Collected data:
= = = =
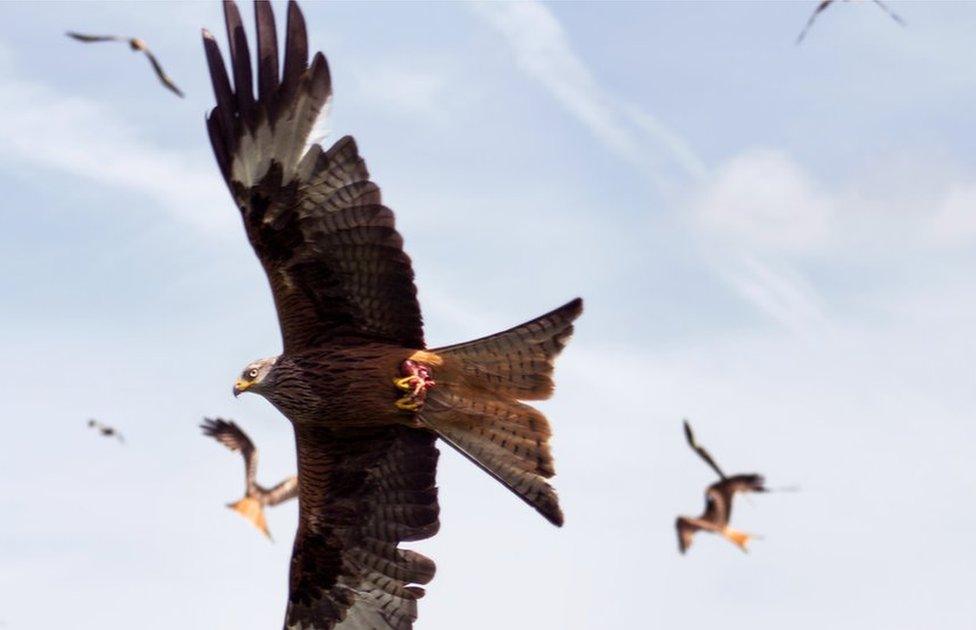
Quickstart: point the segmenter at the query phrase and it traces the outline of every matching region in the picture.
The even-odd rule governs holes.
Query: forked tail
[[[757,538],[753,534],[740,532],[739,530],[732,529],[731,527],[726,527],[722,531],[722,535],[725,536],[725,538],[727,538],[730,542],[732,542],[732,544],[734,544],[739,549],[747,553],[749,551],[749,547],[748,547],[749,541],[752,540],[753,538]]]
[[[264,520],[264,506],[260,501],[252,497],[244,497],[236,503],[228,503],[227,507],[243,516],[251,525],[257,527],[262,534],[271,540],[268,523]]]
[[[442,360],[418,418],[549,522],[563,513],[546,479],[555,474],[549,422],[521,400],[548,398],[553,365],[583,311],[579,298],[521,326],[432,350]]]

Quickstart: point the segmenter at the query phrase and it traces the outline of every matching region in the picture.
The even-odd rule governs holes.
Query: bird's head
[[[243,392],[262,393],[265,387],[265,379],[277,360],[278,357],[268,357],[248,363],[241,375],[237,377],[237,382],[234,383],[234,396],[240,396]]]

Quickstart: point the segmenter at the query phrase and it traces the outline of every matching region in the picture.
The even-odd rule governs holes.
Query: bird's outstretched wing
[[[212,437],[244,458],[244,478],[250,489],[258,472],[258,452],[251,438],[239,426],[223,418],[204,418],[200,424],[203,434]]]
[[[288,477],[267,492],[267,504],[278,505],[298,496],[298,475]]]
[[[725,479],[725,473],[723,473],[722,469],[718,467],[718,464],[715,463],[715,460],[712,459],[712,456],[709,455],[708,451],[706,451],[704,448],[699,446],[698,442],[695,441],[695,434],[692,433],[691,425],[688,424],[687,420],[684,421],[684,425],[685,425],[685,439],[688,441],[688,446],[690,446],[692,450],[698,453],[698,456],[701,457],[705,461],[705,463],[708,464],[711,467],[711,469],[714,470],[715,473],[720,478]]]
[[[887,4],[885,4],[881,0],[874,0],[874,3],[876,5],[878,5],[878,8],[880,8],[882,11],[884,11],[885,13],[887,13],[889,15],[889,17],[891,17],[892,20],[894,20],[895,22],[898,22],[902,26],[905,26],[905,20],[903,20],[900,15],[898,15],[897,13],[895,13],[894,11],[892,11],[891,8]]]
[[[295,425],[301,493],[285,628],[408,630],[434,563],[398,549],[439,526],[435,435]]]
[[[122,37],[120,35],[86,35],[84,33],[76,33],[74,31],[68,31],[65,33],[68,37],[72,39],[77,39],[79,42],[91,43],[91,42],[127,42],[128,37]]]
[[[183,98],[183,91],[180,90],[180,88],[176,87],[176,83],[173,82],[173,79],[171,79],[169,75],[163,71],[163,67],[159,65],[159,61],[156,59],[156,55],[152,54],[152,52],[148,48],[144,48],[142,52],[143,54],[146,55],[146,58],[149,59],[149,63],[152,65],[153,71],[156,73],[156,76],[159,78],[160,83],[162,83],[167,89],[169,89],[171,92],[173,92],[180,98]]]
[[[823,13],[827,7],[833,4],[833,2],[834,0],[822,0],[822,2],[817,5],[817,8],[813,10],[813,13],[811,13],[810,17],[807,19],[806,26],[803,27],[803,30],[800,31],[800,34],[797,36],[797,44],[802,42],[803,38],[807,36],[807,32],[810,30],[810,27],[813,26],[813,23],[817,21],[817,16]]]
[[[423,348],[410,258],[356,142],[347,136],[328,151],[308,143],[332,82],[322,53],[309,65],[301,10],[288,3],[279,77],[274,15],[255,3],[256,98],[236,5],[225,2],[224,14],[234,86],[204,31],[217,98],[207,128],[271,284],[285,352],[337,339]]]

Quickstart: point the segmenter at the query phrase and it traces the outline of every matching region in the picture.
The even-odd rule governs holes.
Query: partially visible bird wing
[[[76,33],[74,31],[68,31],[65,33],[68,37],[72,39],[77,39],[79,42],[127,42],[128,37],[121,37],[119,35],[85,35],[84,33]]]
[[[694,540],[695,534],[701,529],[701,527],[695,525],[684,516],[679,516],[677,520],[675,520],[674,528],[678,532],[678,551],[681,553],[688,551],[688,547],[691,546],[691,542]]]
[[[265,503],[278,505],[298,496],[298,475],[288,477],[275,487],[268,490]]]
[[[803,27],[803,30],[800,31],[800,35],[796,38],[797,44],[802,42],[803,38],[807,36],[807,31],[809,31],[810,27],[813,26],[813,23],[817,21],[817,16],[820,15],[824,9],[833,4],[833,2],[834,0],[823,0],[817,5],[817,8],[813,10],[813,13],[811,13],[809,19],[807,19],[806,26]]]
[[[886,5],[884,2],[882,2],[881,0],[874,0],[874,3],[878,5],[882,11],[884,11],[889,16],[891,16],[892,20],[898,22],[902,26],[905,26],[905,20],[901,19],[901,16],[895,13],[894,11],[892,11],[891,8],[889,8],[888,5]]]
[[[232,451],[244,457],[244,479],[250,490],[258,472],[258,452],[247,433],[235,423],[223,418],[204,418],[200,424],[203,434],[212,437]]]
[[[144,48],[142,52],[145,53],[146,58],[149,59],[149,63],[152,64],[153,70],[156,72],[156,76],[159,77],[160,82],[169,88],[171,92],[180,98],[183,98],[183,92],[180,90],[180,88],[176,87],[176,84],[173,83],[173,79],[169,78],[169,75],[163,71],[163,67],[159,65],[159,61],[156,60],[156,55],[152,54],[148,48]]]
[[[423,348],[410,258],[356,142],[309,144],[332,96],[322,53],[288,3],[279,81],[274,15],[255,4],[257,99],[241,16],[224,3],[234,88],[213,36],[204,48],[217,106],[207,118],[221,173],[271,284],[285,353],[337,339]]]
[[[711,467],[711,469],[718,474],[720,478],[725,479],[725,473],[723,473],[722,469],[718,467],[718,464],[715,463],[715,460],[712,459],[712,456],[709,455],[708,451],[702,448],[698,444],[698,442],[695,441],[695,434],[692,433],[691,425],[688,424],[687,420],[684,421],[684,425],[685,425],[685,440],[688,441],[688,446],[690,446],[692,450],[698,453],[698,456],[701,457],[705,461],[705,463],[708,464]]]
[[[295,425],[298,534],[285,628],[408,630],[434,563],[401,541],[439,526],[436,436],[402,426]]]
= = = =
Word for word, set down every record, keeping the images out.

Quickstart: point the segmenter at the query phrase and it traces the outline of every matching region in the picture.
The even-odd rule governs holes.
Query: forked tail
[[[757,538],[753,534],[740,532],[739,530],[732,529],[731,527],[726,527],[722,531],[722,535],[725,536],[725,538],[727,538],[730,542],[732,542],[732,544],[734,544],[739,549],[747,553],[749,551],[749,547],[748,547],[749,541],[752,540],[753,538]]]
[[[264,520],[264,506],[260,501],[252,497],[244,497],[236,503],[228,503],[227,507],[243,516],[251,525],[257,527],[262,534],[271,540],[268,523]]]
[[[442,360],[418,418],[549,522],[563,513],[546,479],[555,474],[549,422],[521,400],[548,398],[553,365],[583,311],[579,298],[521,326],[432,350]]]

Quickstart: point the segmenter at the query phrase and it traces the outline of every matching region in the picture.
The even-odd rule governs holes.
Query: bird's head
[[[243,392],[262,393],[265,387],[265,379],[277,360],[278,357],[268,357],[248,363],[241,375],[237,377],[237,382],[234,383],[234,396],[240,396]]]

Quickstart: point the segmenter at the query phrase and it traces the outline of every matching region in the picture.
The even-odd rule governs holes.
Query: bird's outstretched wing
[[[212,437],[244,458],[244,478],[250,489],[258,472],[258,452],[251,438],[239,426],[223,418],[204,418],[200,424],[203,434]]]
[[[288,477],[267,492],[267,504],[278,505],[298,496],[298,475]]]
[[[725,479],[725,473],[723,473],[722,469],[718,467],[718,464],[715,463],[715,460],[712,459],[712,456],[709,455],[708,451],[706,451],[704,448],[699,446],[698,442],[695,441],[695,434],[692,433],[691,425],[688,424],[687,420],[684,421],[684,425],[685,425],[685,439],[688,441],[688,446],[690,446],[692,450],[698,453],[698,456],[701,457],[705,461],[705,463],[708,464],[711,467],[711,469],[714,470],[715,473],[720,478]]]
[[[887,4],[885,4],[881,0],[874,0],[874,3],[876,5],[878,5],[878,8],[880,8],[882,11],[884,11],[885,13],[887,13],[889,15],[889,17],[891,17],[892,20],[894,20],[895,22],[898,22],[902,26],[905,26],[905,20],[903,20],[900,15],[898,15],[897,13],[895,13],[894,11],[892,11],[891,8]]]
[[[295,425],[301,493],[285,628],[408,630],[434,563],[398,549],[439,526],[435,435]]]
[[[122,37],[120,35],[86,35],[84,33],[76,33],[74,31],[68,31],[65,33],[68,37],[72,39],[77,39],[79,42],[91,43],[91,42],[127,42],[128,37]]]
[[[183,98],[183,91],[180,90],[180,88],[176,87],[176,83],[173,82],[173,79],[171,79],[169,75],[163,71],[163,67],[159,65],[159,61],[156,59],[156,55],[152,54],[152,52],[148,48],[144,48],[142,52],[143,54],[146,55],[146,58],[149,59],[149,63],[152,65],[153,71],[156,73],[156,76],[159,78],[160,83],[162,83],[167,89],[169,89],[171,92],[173,92],[180,98]]]
[[[823,13],[827,7],[833,4],[833,2],[834,0],[822,0],[822,2],[817,5],[817,8],[813,10],[813,13],[811,13],[810,17],[807,19],[806,26],[803,27],[803,30],[800,31],[800,34],[797,36],[797,44],[802,42],[803,38],[807,36],[807,32],[810,30],[810,27],[813,26],[813,23],[817,21],[817,16]]]
[[[423,348],[410,258],[356,142],[347,136],[328,151],[308,143],[332,82],[322,53],[309,65],[301,10],[288,3],[279,77],[274,15],[255,3],[256,98],[236,5],[225,2],[224,14],[234,86],[204,31],[217,98],[207,128],[271,284],[285,352],[337,339]]]

Quickstart: point the segmenter at the query phrase and it traces the outline of every matching region in the picture.
The even-odd rule governs holes.
Query: partially visible bird wing
[[[76,33],[74,31],[68,31],[65,33],[68,37],[72,39],[77,39],[79,42],[127,42],[128,37],[121,37],[119,35],[85,35],[84,33]]]
[[[694,540],[695,534],[701,529],[701,527],[695,525],[684,516],[679,516],[677,520],[675,520],[674,528],[678,532],[678,551],[681,553],[688,551],[688,547],[691,546],[691,542]]]
[[[265,503],[278,505],[298,496],[298,475],[288,477],[275,487],[268,490]]]
[[[803,27],[803,30],[800,31],[800,35],[796,38],[797,44],[802,42],[803,38],[807,36],[807,31],[809,31],[810,27],[813,26],[813,23],[817,21],[817,16],[820,15],[824,9],[833,4],[833,2],[834,0],[823,0],[817,5],[817,8],[813,10],[813,13],[811,13],[809,19],[807,19],[806,26]]]
[[[886,5],[884,2],[882,2],[881,0],[874,0],[874,3],[878,5],[882,11],[884,11],[889,16],[891,16],[892,20],[898,22],[902,26],[905,26],[905,20],[901,19],[901,16],[895,13],[894,11],[892,11],[891,8],[889,8],[888,5]]]
[[[232,451],[244,457],[244,479],[250,490],[258,472],[258,452],[247,433],[235,423],[223,418],[204,418],[200,424],[203,434],[212,437]]]
[[[144,48],[142,52],[145,53],[146,58],[149,59],[149,63],[152,64],[153,70],[156,72],[156,76],[159,77],[160,82],[169,88],[171,92],[180,98],[183,98],[183,92],[180,90],[180,88],[176,87],[176,84],[173,83],[173,79],[169,78],[169,75],[163,71],[163,67],[159,65],[159,61],[156,60],[156,55],[152,54],[148,48]]]
[[[423,348],[410,258],[356,142],[309,144],[332,96],[322,53],[288,3],[279,81],[274,15],[255,4],[257,99],[241,16],[224,3],[234,88],[213,36],[204,48],[217,106],[207,118],[221,173],[271,284],[285,353],[337,339]]]
[[[711,467],[711,469],[718,474],[720,478],[725,479],[725,473],[723,473],[722,469],[718,467],[718,464],[715,463],[715,460],[712,459],[712,456],[709,455],[708,451],[702,448],[698,444],[698,442],[695,441],[695,434],[692,433],[691,425],[688,424],[687,420],[684,421],[684,425],[685,425],[685,440],[688,441],[688,446],[690,446],[692,450],[698,453],[698,456],[701,457],[705,461],[705,463],[708,464]]]
[[[295,425],[298,534],[285,628],[408,630],[434,563],[401,541],[439,526],[436,436],[402,426]]]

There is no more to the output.